Data for processing:
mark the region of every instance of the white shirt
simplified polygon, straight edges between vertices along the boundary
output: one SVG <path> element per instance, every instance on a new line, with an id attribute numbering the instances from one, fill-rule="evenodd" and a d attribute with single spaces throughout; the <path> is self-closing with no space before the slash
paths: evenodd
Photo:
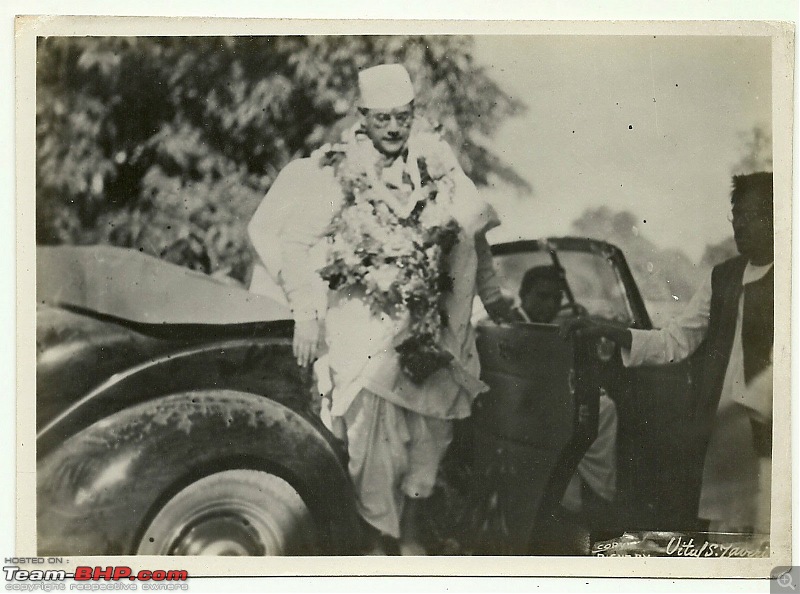
<path id="1" fill-rule="evenodd" d="M 772 264 L 748 263 L 742 284 L 763 278 Z M 759 464 L 745 400 L 742 317 L 744 292 L 739 298 L 736 331 L 722 393 L 706 451 L 700 494 L 701 518 L 732 530 L 754 525 Z M 686 310 L 658 330 L 631 330 L 631 349 L 622 351 L 626 367 L 681 361 L 700 345 L 711 313 L 711 274 L 704 279 Z"/>

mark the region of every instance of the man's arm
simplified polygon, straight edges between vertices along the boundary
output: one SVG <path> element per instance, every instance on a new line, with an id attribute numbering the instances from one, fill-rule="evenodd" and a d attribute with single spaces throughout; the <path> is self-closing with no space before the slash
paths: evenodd
<path id="1" fill-rule="evenodd" d="M 500 290 L 500 282 L 492 260 L 492 250 L 483 232 L 475 235 L 475 251 L 478 255 L 475 284 L 486 313 L 496 324 L 512 321 L 513 302 L 506 299 Z"/>
<path id="2" fill-rule="evenodd" d="M 631 329 L 624 324 L 592 316 L 566 320 L 561 327 L 561 332 L 563 336 L 573 334 L 589 338 L 608 338 L 616 342 L 623 350 L 628 351 L 631 349 L 633 341 Z"/>
<path id="3" fill-rule="evenodd" d="M 493 322 L 496 324 L 510 322 L 513 301 L 506 299 L 500 290 L 500 282 L 492 260 L 492 250 L 486 240 L 486 233 L 500 225 L 500 219 L 495 209 L 480 198 L 475 184 L 461 169 L 450 145 L 444 141 L 439 142 L 439 155 L 455 184 L 453 215 L 464 231 L 472 233 L 474 237 L 475 252 L 478 257 L 475 276 L 478 296 Z"/>
<path id="4" fill-rule="evenodd" d="M 338 208 L 341 192 L 332 176 L 309 159 L 287 165 L 253 217 L 248 232 L 262 261 L 272 263 L 295 321 L 298 364 L 310 364 L 322 340 L 327 287 L 317 274 L 312 248 Z M 279 220 L 280 222 L 276 222 Z M 268 266 L 269 268 L 269 266 Z"/>
<path id="5" fill-rule="evenodd" d="M 695 292 L 686 310 L 657 330 L 635 330 L 608 320 L 582 317 L 568 321 L 562 334 L 605 337 L 622 349 L 626 367 L 682 361 L 703 342 L 711 311 L 711 275 Z"/>

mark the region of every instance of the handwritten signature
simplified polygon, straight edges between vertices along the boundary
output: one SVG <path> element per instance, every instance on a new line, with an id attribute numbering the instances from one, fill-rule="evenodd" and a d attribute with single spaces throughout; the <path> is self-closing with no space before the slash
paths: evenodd
<path id="1" fill-rule="evenodd" d="M 699 545 L 699 546 L 698 546 Z M 667 544 L 667 555 L 671 557 L 763 557 L 764 551 L 738 544 L 717 542 L 695 543 L 693 538 L 685 540 L 682 536 L 672 537 Z"/>
<path id="2" fill-rule="evenodd" d="M 769 556 L 766 540 L 735 543 L 713 542 L 685 535 L 671 536 L 664 546 L 656 540 L 644 538 L 631 541 L 595 543 L 596 557 L 694 557 L 694 558 L 755 558 Z"/>

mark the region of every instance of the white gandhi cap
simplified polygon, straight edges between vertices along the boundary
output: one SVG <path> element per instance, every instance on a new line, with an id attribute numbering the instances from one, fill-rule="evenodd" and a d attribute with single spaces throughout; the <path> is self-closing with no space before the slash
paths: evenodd
<path id="1" fill-rule="evenodd" d="M 367 109 L 391 109 L 414 100 L 411 77 L 402 64 L 382 64 L 358 73 L 359 105 Z"/>

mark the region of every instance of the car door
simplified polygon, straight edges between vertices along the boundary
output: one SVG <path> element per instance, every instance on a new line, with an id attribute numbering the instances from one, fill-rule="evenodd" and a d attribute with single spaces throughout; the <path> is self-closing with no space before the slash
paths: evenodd
<path id="1" fill-rule="evenodd" d="M 500 244 L 494 254 L 508 296 L 516 296 L 527 269 L 554 263 L 564 270 L 571 299 L 590 315 L 652 328 L 625 258 L 610 244 L 551 238 Z M 568 309 L 565 313 L 571 315 Z M 543 353 L 532 352 L 524 359 L 536 362 L 531 365 L 548 361 Z M 617 349 L 600 366 L 599 382 L 618 414 L 614 508 L 623 529 L 694 527 L 702 455 L 690 447 L 689 436 L 701 357 L 698 352 L 670 365 L 625 368 Z"/>
<path id="2" fill-rule="evenodd" d="M 472 417 L 479 549 L 524 554 L 596 436 L 597 369 L 551 324 L 479 326 L 478 350 L 489 386 Z"/>

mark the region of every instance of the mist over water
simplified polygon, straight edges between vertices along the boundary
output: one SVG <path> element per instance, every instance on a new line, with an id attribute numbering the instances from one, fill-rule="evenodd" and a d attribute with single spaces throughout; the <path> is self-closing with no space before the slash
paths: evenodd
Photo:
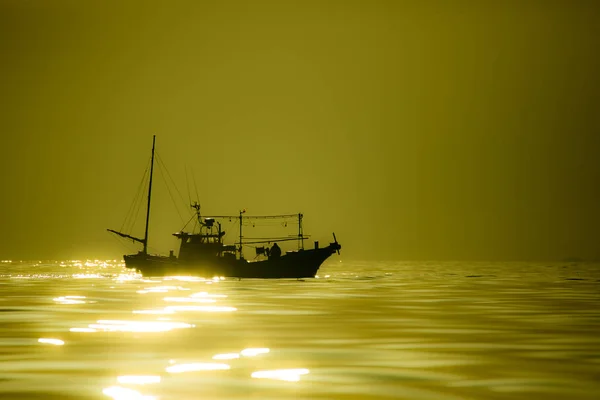
<path id="1" fill-rule="evenodd" d="M 600 391 L 600 265 L 340 262 L 318 279 L 0 264 L 3 399 L 561 399 Z"/>

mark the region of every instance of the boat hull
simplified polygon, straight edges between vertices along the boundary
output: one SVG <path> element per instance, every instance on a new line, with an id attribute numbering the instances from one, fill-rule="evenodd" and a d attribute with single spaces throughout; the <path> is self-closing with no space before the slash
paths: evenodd
<path id="1" fill-rule="evenodd" d="M 193 275 L 204 278 L 314 278 L 323 262 L 341 246 L 287 252 L 268 260 L 248 261 L 236 258 L 212 257 L 202 261 L 183 261 L 176 257 L 138 253 L 123 256 L 125 266 L 144 276 Z"/>

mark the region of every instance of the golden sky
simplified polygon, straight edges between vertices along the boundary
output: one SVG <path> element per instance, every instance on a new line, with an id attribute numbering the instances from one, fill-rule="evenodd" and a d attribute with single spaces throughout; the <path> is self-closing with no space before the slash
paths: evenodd
<path id="1" fill-rule="evenodd" d="M 205 212 L 302 211 L 347 258 L 599 259 L 599 10 L 0 0 L 0 258 L 121 256 L 156 134 Z"/>

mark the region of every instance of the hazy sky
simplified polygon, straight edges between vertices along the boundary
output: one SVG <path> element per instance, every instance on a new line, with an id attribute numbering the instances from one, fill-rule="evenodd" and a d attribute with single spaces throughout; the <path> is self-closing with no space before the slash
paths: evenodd
<path id="1" fill-rule="evenodd" d="M 600 258 L 599 10 L 0 0 L 0 258 L 127 252 L 153 134 L 205 212 L 302 211 L 346 258 Z"/>

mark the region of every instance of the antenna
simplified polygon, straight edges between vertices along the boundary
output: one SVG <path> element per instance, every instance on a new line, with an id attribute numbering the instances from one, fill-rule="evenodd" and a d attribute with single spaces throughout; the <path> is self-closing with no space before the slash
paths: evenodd
<path id="1" fill-rule="evenodd" d="M 194 180 L 194 189 L 196 190 L 196 202 L 200 203 L 200 196 L 198 196 L 198 186 L 196 186 L 196 177 L 194 176 L 193 169 L 192 169 L 192 179 Z"/>
<path id="2" fill-rule="evenodd" d="M 188 192 L 188 203 L 192 204 L 192 195 L 190 194 L 190 180 L 188 179 L 187 164 L 185 164 L 184 168 L 185 168 L 185 185 L 187 186 L 187 192 Z"/>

Exercise brief:
What is needed is an exact copy of all the records, minus any pictures.

Finished task:
mark the region of every instance of the white shirt
simplified polygon, straight edges between vertices along the boundary
output: one SVG <path> element per instance, every instance on a new line, with an id attribute numbering the instances from one, fill-rule="evenodd" and a d attribute with single spaces throughout; the <path> is self-closing with no space before the slash
paths: evenodd
Photo:
<path id="1" fill-rule="evenodd" d="M 772 264 L 748 263 L 742 284 L 763 278 Z M 759 464 L 745 400 L 742 317 L 744 292 L 739 298 L 736 331 L 722 393 L 706 451 L 700 494 L 701 518 L 732 530 L 754 525 Z M 686 310 L 658 330 L 631 330 L 631 349 L 622 351 L 626 367 L 681 361 L 700 345 L 711 313 L 711 274 L 704 279 Z"/>

mark the region of every instance of the man's arm
simplified polygon, straight edges between vertices along the boundary
output: one SVG <path> element per instance, every instance on a new line, with an id attribute numbering the instances from one, fill-rule="evenodd" and a d attribute with single spaces throughout; the <path> is self-closing with no space before the slash
paths: evenodd
<path id="1" fill-rule="evenodd" d="M 500 290 L 500 282 L 492 260 L 492 250 L 483 232 L 475 235 L 475 251 L 478 255 L 475 284 L 486 313 L 496 324 L 512 321 L 513 302 L 506 299 Z"/>
<path id="2" fill-rule="evenodd" d="M 631 329 L 624 324 L 592 316 L 566 320 L 561 327 L 561 332 L 563 336 L 573 334 L 589 338 L 608 338 L 616 342 L 623 350 L 628 351 L 631 349 L 633 341 Z"/>
<path id="3" fill-rule="evenodd" d="M 493 322 L 496 324 L 510 322 L 513 301 L 506 299 L 500 290 L 500 282 L 492 260 L 492 250 L 486 240 L 486 233 L 500 225 L 500 219 L 495 209 L 480 198 L 475 184 L 461 169 L 450 145 L 444 141 L 439 142 L 439 155 L 455 184 L 453 215 L 464 231 L 472 233 L 474 237 L 475 252 L 478 257 L 475 276 L 478 296 Z"/>
<path id="4" fill-rule="evenodd" d="M 338 208 L 341 192 L 332 176 L 309 159 L 287 165 L 253 217 L 248 232 L 262 261 L 272 263 L 295 321 L 298 364 L 310 364 L 322 340 L 327 287 L 317 274 L 312 248 Z M 279 220 L 280 222 L 276 222 Z M 268 266 L 269 268 L 269 266 Z"/>
<path id="5" fill-rule="evenodd" d="M 695 292 L 686 310 L 657 330 L 635 330 L 608 320 L 582 317 L 568 321 L 562 334 L 605 337 L 622 349 L 626 367 L 682 361 L 703 342 L 711 311 L 711 275 Z"/>

mark the region of every instance of the handwritten signature
simplified polygon, straight edges between vertices along the boundary
output: one SVG <path> element per instance, every instance on a new line, with an id attribute numbering the instances from one, fill-rule="evenodd" and a d attribute with single spaces throughout; the <path> is self-closing with no space before the slash
paths: evenodd
<path id="1" fill-rule="evenodd" d="M 699 545 L 699 546 L 698 546 Z M 667 544 L 667 555 L 671 557 L 763 557 L 764 551 L 738 544 L 717 542 L 695 543 L 693 538 L 685 540 L 682 536 L 672 537 Z"/>
<path id="2" fill-rule="evenodd" d="M 769 556 L 766 540 L 735 543 L 713 542 L 685 535 L 671 536 L 664 546 L 656 540 L 644 538 L 631 541 L 595 543 L 596 557 L 694 557 L 694 558 L 755 558 Z"/>

mark the region of every instance of the white gandhi cap
simplified polygon, straight edges between vertices along the boundary
output: one SVG <path> element per instance, every instance on a new line, with an id attribute numbering the instances from one, fill-rule="evenodd" and a d attribute with single spaces throughout; the <path> is self-closing with no space before the slash
paths: evenodd
<path id="1" fill-rule="evenodd" d="M 367 109 L 391 109 L 414 100 L 411 77 L 402 64 L 382 64 L 358 73 L 359 105 Z"/>

mark the region of every instance of the car door
simplified polygon, straight edges between vertices along the boundary
output: one SVG <path> element per instance, every instance on a new line, with an id attribute numbering the instances from one, fill-rule="evenodd" and a d attribute with single spaces throughout; the <path> is self-closing with no space before the slash
paths: evenodd
<path id="1" fill-rule="evenodd" d="M 500 244 L 494 254 L 508 296 L 516 296 L 527 269 L 554 263 L 564 270 L 571 299 L 590 315 L 652 328 L 625 258 L 610 244 L 551 238 Z M 568 309 L 565 313 L 571 315 Z M 543 353 L 532 352 L 524 359 L 536 362 L 531 365 L 548 361 Z M 617 349 L 600 366 L 599 382 L 618 414 L 614 508 L 623 529 L 694 527 L 702 455 L 690 447 L 689 436 L 701 357 L 698 352 L 670 365 L 625 368 Z"/>
<path id="2" fill-rule="evenodd" d="M 472 417 L 479 549 L 524 554 L 596 436 L 597 369 L 551 324 L 479 326 L 478 350 L 489 386 Z"/>

mark the region of every instance of the mist over water
simplified polygon, straight edges between vertices along the boundary
output: one SVG <path> element per instance, every instance on a new line, with an id attribute numbering the instances from one, fill-rule="evenodd" and a d attribute with single spaces throughout; the <path> is self-closing with no space before the slash
paths: evenodd
Photo:
<path id="1" fill-rule="evenodd" d="M 600 391 L 600 265 L 340 262 L 318 279 L 0 264 L 3 399 L 561 399 Z"/>

mark the region of every instance of the boat hull
simplified polygon, straight edges between vertices along the boundary
output: one SVG <path> element per instance, every instance on a new line, with an id attribute numbering the instances from one, fill-rule="evenodd" and a d attribute with single spaces throughout; the <path> is self-closing with no space before the slash
paths: evenodd
<path id="1" fill-rule="evenodd" d="M 193 275 L 204 278 L 314 278 L 323 262 L 341 246 L 287 252 L 268 260 L 248 261 L 236 258 L 212 257 L 202 261 L 183 261 L 176 257 L 138 253 L 123 256 L 125 266 L 144 276 Z"/>

mark the region of every instance of the golden sky
simplified polygon, straight edges between vertices along the boundary
output: one SVG <path> element per instance, every instance on a new line, with an id attribute numbering the instances from one, fill-rule="evenodd" and a d attribute with single spaces throughout; the <path> is self-closing with no space before the slash
paths: evenodd
<path id="1" fill-rule="evenodd" d="M 205 212 L 302 211 L 347 258 L 599 259 L 599 10 L 0 0 L 0 258 L 121 256 L 156 134 Z"/>

mark the region of every instance of the hazy sky
simplified polygon, straight edges between vertices along the boundary
output: one SVG <path> element per instance, every instance on a new line, with an id attribute numbering the instances from one, fill-rule="evenodd" and a d attribute with single spaces throughout; the <path> is self-closing with no space before the slash
paths: evenodd
<path id="1" fill-rule="evenodd" d="M 600 258 L 599 10 L 0 0 L 0 258 L 127 252 L 153 134 L 205 212 L 302 211 L 346 258 Z"/>

mark the region of every instance of the antenna
simplified polygon, straight edges between vertices along the boundary
output: one SVG <path> element per instance, every instance on a new line, with an id attribute numbering the instances from one, fill-rule="evenodd" and a d attribute with single spaces throughout; the <path> is self-closing with no space before the slash
paths: evenodd
<path id="1" fill-rule="evenodd" d="M 194 180 L 194 189 L 196 190 L 196 202 L 200 203 L 200 196 L 198 196 L 198 186 L 196 186 L 196 177 L 194 176 L 193 169 L 192 169 L 192 179 Z"/>
<path id="2" fill-rule="evenodd" d="M 188 192 L 188 203 L 192 204 L 192 195 L 190 194 L 190 180 L 188 179 L 187 164 L 185 164 L 184 168 L 185 168 L 185 185 L 187 186 L 187 192 Z"/>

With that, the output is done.